**TASK DIRECTIONS**
Exactly those lines running from the one containing "Can you see the drinking" to the end of the material are to be printed, and no others.

======== INFORMATION PROVIDED

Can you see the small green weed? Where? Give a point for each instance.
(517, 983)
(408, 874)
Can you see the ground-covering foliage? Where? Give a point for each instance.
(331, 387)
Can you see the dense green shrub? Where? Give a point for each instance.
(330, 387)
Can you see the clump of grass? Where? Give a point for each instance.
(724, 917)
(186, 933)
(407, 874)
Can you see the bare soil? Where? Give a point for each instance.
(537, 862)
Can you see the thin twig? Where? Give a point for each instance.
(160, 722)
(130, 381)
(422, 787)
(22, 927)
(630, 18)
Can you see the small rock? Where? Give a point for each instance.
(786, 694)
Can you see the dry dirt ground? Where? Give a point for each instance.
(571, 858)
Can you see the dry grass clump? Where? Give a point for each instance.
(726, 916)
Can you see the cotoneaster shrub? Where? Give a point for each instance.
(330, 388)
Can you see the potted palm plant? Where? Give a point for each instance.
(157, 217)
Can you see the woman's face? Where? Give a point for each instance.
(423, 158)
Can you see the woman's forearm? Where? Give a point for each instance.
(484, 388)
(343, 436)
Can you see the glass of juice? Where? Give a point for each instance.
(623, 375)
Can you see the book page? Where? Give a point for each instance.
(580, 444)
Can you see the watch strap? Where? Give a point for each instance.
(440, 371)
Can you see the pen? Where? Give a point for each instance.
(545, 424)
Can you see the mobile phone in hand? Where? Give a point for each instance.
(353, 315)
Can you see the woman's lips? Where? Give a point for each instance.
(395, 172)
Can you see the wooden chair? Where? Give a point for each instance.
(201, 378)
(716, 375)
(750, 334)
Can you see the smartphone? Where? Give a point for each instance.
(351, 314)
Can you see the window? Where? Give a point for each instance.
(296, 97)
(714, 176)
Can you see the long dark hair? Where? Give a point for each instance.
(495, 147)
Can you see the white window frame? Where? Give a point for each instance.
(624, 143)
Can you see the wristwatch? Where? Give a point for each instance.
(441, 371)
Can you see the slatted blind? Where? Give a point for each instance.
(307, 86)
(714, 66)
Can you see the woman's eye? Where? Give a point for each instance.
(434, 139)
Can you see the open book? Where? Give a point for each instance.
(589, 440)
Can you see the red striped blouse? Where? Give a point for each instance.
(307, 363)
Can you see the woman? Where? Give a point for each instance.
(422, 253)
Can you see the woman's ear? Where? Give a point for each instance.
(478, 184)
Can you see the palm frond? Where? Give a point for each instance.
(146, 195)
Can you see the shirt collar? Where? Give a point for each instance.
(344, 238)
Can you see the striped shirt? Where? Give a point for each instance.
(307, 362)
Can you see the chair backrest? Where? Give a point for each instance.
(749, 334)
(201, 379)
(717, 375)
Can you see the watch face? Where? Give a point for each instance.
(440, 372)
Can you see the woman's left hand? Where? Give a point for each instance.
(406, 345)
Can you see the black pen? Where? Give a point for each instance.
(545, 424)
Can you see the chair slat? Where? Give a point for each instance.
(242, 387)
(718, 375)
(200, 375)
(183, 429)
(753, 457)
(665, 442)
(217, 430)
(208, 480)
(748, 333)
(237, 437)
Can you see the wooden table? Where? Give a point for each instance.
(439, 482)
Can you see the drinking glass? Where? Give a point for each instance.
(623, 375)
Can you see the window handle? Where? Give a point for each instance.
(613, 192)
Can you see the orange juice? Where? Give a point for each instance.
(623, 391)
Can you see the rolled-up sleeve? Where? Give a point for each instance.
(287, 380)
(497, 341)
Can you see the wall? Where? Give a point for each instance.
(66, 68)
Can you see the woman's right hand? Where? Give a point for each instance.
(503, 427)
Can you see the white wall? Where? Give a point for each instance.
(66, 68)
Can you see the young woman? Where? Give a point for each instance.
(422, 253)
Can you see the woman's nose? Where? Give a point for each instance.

================

**WRITTEN RESPONSE**
Can you see the drinking glass? Where? Give a point for each instance.
(623, 375)
Can you see the window handle? Where? Give a point for each instance.
(613, 192)
Can you see the orange juice? Where? Give a point for each instance.
(623, 391)
Can you see the rolled-up sleeve? Where? Give a point for each instance.
(287, 380)
(497, 341)
Can you see the wall? Where? Give a point for each instance.
(66, 68)
Can you see the woman's right hand? Where? Give a point for each instance.
(503, 427)
Can you see the white wall? Where? Give a point for each instance.
(66, 68)
Can you see the young woman? Where? Give a point for each instance.
(422, 253)
Can you see the woman's nose? Where? Give a point for each instance.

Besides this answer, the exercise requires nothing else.